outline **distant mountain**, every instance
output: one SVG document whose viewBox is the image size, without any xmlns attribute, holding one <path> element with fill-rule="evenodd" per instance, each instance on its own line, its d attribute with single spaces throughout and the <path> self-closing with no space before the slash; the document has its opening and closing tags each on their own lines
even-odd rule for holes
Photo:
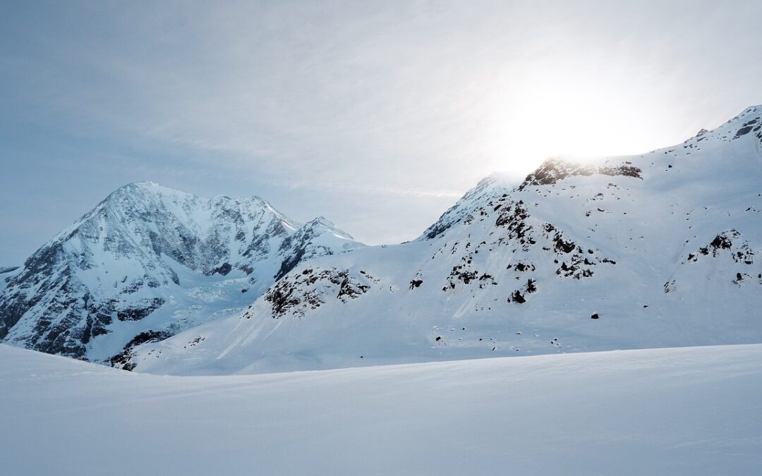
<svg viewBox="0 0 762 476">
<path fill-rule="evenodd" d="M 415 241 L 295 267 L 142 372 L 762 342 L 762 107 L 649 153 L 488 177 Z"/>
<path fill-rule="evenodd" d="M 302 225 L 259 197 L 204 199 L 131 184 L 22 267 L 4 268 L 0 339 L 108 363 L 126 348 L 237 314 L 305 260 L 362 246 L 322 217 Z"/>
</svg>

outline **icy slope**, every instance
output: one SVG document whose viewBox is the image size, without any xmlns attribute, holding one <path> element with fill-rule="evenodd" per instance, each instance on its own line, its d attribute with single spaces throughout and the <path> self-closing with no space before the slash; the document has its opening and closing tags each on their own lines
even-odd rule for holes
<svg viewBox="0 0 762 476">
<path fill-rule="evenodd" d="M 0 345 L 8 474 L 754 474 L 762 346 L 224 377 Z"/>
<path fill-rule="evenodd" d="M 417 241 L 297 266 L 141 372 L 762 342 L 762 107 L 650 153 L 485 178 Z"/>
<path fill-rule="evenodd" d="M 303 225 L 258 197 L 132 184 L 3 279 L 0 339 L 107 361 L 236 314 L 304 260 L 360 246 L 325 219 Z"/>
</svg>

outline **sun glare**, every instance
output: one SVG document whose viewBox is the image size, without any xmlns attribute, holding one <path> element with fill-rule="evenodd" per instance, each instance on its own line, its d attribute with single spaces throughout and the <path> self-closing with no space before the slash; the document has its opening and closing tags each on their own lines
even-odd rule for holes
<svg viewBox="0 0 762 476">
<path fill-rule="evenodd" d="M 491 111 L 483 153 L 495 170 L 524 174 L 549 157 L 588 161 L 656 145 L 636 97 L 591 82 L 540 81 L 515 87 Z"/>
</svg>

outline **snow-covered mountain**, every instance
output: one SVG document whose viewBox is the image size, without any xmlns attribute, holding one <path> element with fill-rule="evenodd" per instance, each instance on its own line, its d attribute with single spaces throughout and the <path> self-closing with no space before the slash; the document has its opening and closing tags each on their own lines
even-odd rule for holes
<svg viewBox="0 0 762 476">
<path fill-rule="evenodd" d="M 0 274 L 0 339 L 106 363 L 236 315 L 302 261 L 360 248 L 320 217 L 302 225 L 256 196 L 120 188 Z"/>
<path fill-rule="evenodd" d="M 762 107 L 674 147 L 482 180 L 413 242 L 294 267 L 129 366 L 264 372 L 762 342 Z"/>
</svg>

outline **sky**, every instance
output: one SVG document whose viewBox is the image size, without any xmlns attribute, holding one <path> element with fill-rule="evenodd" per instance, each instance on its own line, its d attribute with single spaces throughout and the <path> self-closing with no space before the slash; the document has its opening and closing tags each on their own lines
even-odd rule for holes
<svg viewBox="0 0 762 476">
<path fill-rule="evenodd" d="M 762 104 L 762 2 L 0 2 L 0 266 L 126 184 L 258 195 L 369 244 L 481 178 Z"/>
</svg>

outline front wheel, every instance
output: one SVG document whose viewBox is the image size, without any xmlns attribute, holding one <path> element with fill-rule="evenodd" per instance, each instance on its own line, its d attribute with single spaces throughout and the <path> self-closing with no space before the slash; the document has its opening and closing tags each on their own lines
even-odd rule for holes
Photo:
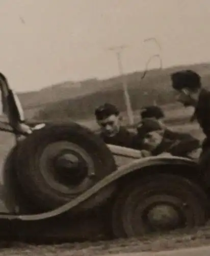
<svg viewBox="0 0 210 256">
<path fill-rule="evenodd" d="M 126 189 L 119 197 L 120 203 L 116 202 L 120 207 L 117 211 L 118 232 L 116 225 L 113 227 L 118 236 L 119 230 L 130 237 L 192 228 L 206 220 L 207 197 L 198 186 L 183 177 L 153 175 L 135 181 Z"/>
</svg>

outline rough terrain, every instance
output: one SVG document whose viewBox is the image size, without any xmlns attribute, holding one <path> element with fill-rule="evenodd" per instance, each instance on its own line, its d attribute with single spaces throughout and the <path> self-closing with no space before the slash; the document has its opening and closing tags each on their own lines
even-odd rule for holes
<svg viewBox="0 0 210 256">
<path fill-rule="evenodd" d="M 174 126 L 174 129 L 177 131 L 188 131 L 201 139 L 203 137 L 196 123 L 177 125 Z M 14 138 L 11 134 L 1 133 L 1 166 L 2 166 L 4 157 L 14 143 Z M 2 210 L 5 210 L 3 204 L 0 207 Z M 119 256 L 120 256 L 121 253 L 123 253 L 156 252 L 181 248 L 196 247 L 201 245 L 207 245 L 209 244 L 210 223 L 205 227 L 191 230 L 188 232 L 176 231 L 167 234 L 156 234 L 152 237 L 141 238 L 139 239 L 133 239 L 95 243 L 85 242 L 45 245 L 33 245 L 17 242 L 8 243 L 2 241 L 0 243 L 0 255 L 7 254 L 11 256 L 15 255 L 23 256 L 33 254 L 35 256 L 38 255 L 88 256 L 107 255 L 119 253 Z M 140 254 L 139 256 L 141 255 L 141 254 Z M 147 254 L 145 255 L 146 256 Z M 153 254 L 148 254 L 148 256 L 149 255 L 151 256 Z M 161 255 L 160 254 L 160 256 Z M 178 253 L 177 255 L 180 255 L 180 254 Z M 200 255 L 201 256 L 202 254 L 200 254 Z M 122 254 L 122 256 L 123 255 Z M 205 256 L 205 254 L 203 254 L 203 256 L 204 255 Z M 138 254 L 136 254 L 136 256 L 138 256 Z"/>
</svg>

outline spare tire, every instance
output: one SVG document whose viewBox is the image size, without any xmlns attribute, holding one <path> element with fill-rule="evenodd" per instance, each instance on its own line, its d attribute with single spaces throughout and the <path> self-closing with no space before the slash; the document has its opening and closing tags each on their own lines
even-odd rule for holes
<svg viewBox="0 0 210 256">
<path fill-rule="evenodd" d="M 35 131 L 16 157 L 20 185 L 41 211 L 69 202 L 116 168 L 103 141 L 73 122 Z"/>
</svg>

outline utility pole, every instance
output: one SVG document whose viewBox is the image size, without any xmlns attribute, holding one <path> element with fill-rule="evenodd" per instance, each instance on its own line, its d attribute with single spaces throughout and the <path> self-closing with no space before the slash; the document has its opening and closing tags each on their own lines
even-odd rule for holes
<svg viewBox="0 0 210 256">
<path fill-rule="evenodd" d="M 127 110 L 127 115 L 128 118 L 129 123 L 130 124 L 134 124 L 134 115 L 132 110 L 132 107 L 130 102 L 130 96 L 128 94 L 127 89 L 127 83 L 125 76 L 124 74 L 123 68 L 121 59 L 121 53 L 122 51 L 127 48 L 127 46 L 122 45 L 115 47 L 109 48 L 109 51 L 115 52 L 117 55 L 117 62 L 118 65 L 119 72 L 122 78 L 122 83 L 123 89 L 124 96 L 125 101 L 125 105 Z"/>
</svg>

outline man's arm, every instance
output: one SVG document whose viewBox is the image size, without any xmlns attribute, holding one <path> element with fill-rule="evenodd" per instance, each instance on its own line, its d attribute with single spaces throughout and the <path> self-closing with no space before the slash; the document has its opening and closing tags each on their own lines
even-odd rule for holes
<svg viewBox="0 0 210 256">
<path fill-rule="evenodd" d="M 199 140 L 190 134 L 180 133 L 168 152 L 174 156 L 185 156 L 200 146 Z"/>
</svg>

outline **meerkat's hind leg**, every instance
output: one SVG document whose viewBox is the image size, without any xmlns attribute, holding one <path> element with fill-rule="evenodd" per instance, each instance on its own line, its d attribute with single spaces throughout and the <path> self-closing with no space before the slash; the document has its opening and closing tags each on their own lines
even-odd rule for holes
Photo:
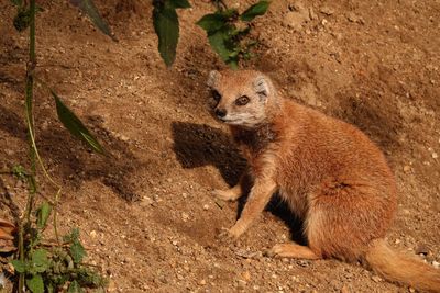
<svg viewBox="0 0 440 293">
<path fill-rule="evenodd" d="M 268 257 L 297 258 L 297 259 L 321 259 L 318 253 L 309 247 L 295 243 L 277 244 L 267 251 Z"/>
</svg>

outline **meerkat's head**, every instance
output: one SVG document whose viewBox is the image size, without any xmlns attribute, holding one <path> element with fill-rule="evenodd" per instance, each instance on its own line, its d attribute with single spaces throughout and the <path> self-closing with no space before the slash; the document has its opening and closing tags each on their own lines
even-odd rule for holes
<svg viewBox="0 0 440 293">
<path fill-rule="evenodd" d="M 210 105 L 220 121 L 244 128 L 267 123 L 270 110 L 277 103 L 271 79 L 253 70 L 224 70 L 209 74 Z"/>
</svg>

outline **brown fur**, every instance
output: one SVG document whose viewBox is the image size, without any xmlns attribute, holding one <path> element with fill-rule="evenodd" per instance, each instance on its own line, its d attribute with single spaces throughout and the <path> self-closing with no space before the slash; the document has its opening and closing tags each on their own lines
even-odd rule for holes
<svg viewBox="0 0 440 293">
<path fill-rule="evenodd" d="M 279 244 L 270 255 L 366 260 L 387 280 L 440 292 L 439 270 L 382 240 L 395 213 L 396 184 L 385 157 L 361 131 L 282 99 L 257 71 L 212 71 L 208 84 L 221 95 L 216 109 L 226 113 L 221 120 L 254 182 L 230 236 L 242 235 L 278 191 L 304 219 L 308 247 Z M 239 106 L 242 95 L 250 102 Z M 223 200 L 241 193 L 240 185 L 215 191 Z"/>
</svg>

==

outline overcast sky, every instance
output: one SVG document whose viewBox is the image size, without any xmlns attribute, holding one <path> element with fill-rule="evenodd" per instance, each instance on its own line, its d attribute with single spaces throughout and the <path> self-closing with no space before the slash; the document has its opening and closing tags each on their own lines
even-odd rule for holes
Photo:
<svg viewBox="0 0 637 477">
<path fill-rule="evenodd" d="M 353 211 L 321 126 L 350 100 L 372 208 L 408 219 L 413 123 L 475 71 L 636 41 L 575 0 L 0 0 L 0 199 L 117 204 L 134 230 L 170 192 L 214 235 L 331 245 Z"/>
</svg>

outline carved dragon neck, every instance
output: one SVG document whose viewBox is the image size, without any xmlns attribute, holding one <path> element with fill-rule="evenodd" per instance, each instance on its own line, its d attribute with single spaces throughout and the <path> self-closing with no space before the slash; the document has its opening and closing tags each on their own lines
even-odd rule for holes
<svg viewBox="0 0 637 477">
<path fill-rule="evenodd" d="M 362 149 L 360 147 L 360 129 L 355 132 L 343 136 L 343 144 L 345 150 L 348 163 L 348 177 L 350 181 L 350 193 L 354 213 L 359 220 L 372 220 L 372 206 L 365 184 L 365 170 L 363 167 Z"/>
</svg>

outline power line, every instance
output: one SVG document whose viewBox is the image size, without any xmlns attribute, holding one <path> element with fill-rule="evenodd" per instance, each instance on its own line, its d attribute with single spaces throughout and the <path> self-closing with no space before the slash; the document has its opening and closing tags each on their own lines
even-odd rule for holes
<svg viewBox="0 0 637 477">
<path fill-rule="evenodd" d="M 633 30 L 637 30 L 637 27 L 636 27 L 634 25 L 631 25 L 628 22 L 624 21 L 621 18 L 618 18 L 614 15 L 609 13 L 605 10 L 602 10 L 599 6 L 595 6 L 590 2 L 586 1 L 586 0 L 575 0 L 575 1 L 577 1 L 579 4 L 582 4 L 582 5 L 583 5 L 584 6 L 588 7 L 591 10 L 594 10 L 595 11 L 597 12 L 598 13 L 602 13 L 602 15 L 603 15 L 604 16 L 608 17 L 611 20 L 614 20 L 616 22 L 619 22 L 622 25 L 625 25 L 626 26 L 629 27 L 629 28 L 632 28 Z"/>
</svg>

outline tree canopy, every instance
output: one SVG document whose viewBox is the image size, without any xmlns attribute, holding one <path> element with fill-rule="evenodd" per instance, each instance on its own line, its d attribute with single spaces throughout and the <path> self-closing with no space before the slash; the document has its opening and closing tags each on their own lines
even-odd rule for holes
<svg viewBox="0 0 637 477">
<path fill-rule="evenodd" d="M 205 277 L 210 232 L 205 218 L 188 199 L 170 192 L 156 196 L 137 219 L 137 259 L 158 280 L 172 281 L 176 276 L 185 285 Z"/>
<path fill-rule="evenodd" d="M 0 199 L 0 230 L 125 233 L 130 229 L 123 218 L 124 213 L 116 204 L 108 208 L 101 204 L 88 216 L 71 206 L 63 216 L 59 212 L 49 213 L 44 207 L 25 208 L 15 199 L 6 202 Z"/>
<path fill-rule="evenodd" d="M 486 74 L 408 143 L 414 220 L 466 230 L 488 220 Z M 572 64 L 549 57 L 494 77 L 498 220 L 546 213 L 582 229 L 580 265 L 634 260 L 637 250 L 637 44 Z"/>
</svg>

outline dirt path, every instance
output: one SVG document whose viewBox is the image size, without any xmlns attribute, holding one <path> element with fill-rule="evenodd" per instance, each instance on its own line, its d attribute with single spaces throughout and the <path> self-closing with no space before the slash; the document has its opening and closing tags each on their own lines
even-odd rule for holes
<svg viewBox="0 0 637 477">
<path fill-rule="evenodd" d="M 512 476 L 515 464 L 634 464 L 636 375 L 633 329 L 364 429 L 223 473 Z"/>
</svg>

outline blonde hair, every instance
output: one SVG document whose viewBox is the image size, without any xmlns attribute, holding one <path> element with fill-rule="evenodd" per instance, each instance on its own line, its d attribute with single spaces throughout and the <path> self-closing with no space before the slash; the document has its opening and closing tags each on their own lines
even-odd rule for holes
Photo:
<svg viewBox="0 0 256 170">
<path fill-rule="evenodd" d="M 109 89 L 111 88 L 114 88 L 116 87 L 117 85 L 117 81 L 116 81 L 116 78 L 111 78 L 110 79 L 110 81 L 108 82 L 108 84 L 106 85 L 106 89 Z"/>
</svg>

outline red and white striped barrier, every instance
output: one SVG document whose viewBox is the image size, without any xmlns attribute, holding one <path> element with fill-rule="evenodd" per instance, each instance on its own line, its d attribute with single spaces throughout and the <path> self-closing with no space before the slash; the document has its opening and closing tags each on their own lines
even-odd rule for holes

» The problem: Locate each line in the records above that contains the string "meerkat", treating uppercase and lowercase as different, and copy those lines.

» Correct answer:
outline **meerkat's hind leg**, every instance
outline **meerkat's head**, every instance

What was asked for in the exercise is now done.